## Data entries
★ ★ ★

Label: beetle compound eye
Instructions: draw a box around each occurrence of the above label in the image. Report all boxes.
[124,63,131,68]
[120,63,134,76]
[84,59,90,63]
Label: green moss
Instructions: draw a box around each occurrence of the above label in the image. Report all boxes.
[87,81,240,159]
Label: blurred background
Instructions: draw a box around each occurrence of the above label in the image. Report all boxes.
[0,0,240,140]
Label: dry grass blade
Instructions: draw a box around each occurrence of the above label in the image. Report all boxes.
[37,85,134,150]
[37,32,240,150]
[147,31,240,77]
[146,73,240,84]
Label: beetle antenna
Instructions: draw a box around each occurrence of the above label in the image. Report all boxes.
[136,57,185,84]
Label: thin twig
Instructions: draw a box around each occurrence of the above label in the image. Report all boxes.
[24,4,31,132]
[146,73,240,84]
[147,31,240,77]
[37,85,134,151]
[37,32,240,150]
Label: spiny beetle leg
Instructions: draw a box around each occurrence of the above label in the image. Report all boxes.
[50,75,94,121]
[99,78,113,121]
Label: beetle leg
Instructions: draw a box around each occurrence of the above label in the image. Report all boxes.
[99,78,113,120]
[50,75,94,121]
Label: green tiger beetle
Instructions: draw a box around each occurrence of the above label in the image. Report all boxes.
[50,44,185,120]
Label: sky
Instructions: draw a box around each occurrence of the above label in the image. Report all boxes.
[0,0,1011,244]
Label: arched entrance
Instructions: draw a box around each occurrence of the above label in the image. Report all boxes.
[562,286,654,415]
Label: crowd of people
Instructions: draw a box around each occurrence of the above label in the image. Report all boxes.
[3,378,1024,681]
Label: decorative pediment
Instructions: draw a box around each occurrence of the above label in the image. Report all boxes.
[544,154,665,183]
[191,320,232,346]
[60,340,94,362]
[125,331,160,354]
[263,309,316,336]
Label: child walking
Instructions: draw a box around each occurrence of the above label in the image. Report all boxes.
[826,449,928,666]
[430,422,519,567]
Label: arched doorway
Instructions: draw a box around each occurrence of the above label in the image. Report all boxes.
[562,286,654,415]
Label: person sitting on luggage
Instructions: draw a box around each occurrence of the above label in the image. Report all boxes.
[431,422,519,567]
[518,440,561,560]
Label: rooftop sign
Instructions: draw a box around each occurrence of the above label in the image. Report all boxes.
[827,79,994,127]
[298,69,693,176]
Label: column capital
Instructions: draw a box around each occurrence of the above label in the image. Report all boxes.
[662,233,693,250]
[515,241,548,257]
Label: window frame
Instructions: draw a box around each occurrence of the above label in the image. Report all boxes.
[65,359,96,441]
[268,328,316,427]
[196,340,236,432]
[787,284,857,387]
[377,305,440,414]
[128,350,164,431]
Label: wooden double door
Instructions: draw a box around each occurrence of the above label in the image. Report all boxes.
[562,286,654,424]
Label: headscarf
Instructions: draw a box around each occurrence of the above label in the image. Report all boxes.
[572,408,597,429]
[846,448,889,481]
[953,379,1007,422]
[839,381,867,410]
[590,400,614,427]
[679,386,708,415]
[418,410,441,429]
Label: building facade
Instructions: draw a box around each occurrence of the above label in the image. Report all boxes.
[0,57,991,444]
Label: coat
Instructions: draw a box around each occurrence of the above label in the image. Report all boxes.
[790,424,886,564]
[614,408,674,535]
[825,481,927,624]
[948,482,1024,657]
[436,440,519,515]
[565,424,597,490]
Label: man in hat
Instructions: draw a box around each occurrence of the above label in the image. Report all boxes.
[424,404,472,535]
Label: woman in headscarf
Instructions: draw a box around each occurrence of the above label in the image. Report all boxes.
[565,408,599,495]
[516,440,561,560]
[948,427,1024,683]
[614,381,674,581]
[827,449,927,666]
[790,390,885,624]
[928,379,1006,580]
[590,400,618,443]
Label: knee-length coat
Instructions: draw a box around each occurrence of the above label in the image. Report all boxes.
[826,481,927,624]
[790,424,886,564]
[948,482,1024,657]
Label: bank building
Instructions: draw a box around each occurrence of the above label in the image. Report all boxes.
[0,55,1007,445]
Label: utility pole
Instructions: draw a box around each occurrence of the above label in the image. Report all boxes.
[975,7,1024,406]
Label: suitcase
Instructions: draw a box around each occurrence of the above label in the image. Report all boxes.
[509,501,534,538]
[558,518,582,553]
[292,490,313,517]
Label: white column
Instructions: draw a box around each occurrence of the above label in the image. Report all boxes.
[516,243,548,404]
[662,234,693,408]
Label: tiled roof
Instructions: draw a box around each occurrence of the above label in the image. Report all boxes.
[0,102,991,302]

★ ★ ★

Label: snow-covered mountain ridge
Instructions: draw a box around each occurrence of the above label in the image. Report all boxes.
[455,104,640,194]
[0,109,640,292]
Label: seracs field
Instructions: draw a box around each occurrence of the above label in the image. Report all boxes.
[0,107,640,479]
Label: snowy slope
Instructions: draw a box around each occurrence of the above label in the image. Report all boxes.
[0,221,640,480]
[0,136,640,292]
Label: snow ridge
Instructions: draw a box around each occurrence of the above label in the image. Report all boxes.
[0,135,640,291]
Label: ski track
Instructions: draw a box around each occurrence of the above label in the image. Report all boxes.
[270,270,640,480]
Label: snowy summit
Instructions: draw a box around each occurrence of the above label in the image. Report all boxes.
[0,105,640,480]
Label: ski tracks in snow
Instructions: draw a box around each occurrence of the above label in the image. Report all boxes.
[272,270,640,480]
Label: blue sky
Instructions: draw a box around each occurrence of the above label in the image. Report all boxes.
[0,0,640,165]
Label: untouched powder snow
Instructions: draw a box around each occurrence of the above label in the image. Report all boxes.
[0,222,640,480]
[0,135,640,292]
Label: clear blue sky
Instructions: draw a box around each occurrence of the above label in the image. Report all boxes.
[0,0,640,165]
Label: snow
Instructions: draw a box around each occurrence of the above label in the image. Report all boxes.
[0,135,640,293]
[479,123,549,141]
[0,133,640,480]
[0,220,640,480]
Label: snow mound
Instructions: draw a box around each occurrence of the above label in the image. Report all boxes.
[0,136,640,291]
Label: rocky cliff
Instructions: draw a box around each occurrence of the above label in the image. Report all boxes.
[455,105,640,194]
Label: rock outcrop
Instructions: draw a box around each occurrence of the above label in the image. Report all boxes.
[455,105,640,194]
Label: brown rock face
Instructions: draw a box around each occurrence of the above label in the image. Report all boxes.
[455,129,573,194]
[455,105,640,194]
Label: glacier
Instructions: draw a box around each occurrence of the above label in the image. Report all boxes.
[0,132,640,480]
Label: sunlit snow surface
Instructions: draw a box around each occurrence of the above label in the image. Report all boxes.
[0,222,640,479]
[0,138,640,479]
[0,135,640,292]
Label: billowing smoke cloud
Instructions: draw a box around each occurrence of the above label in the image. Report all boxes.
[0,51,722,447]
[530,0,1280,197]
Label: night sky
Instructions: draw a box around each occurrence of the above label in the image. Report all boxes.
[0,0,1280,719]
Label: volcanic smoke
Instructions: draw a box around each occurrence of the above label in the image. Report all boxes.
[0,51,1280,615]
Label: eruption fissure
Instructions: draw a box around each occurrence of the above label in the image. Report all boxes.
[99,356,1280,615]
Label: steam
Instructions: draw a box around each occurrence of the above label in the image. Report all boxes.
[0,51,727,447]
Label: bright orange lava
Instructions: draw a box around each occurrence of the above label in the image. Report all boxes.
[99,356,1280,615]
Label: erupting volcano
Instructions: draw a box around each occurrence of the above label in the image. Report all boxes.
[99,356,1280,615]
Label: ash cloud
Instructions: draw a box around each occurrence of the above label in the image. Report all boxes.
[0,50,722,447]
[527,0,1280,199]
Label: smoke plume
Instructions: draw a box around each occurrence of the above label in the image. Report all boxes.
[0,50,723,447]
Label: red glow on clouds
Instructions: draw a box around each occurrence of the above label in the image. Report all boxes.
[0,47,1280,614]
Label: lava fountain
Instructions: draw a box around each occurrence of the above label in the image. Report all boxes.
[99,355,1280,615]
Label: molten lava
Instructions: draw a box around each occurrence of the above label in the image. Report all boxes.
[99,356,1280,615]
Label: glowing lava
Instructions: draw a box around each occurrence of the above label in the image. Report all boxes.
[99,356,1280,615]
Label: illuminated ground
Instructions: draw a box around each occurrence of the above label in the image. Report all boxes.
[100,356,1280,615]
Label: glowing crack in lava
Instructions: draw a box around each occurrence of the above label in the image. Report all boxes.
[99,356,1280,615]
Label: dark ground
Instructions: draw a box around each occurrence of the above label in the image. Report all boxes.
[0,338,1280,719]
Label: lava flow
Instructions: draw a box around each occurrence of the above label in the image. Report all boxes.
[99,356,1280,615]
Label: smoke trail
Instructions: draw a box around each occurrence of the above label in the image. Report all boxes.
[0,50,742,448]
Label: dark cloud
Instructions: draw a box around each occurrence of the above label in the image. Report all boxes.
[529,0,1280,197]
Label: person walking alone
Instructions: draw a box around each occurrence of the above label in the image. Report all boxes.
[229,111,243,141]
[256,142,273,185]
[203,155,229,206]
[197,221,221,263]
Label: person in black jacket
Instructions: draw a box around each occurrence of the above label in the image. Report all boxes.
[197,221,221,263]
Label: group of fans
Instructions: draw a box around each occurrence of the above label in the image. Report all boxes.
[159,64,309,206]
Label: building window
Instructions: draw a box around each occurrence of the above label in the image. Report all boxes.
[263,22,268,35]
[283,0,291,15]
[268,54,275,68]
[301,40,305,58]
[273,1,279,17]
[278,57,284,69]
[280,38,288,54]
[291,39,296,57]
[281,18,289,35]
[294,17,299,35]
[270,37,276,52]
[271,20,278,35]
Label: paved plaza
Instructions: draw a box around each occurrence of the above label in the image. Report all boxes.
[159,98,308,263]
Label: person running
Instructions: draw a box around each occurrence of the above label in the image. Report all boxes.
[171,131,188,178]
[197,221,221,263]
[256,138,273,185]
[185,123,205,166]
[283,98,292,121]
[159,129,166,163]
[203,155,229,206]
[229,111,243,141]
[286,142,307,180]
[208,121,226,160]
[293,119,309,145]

★ ★ ★

## What you should do
Reproduce the stretch of rows above from the line containing "Label: suitcase" through the line containing "[662,234,693,408]", both of those lines included, without changing a single character.

## Answer for this exercise
Label: suitcase
Instructions: draw a box around each occurrence of the above label in the image. Report all boxes.
[509,501,534,538]
[558,518,582,553]
[292,490,313,517]
Label: white column
Instructions: draw a box around each occurrence of the above label in the image. Report all boxes.
[516,243,548,404]
[662,234,693,408]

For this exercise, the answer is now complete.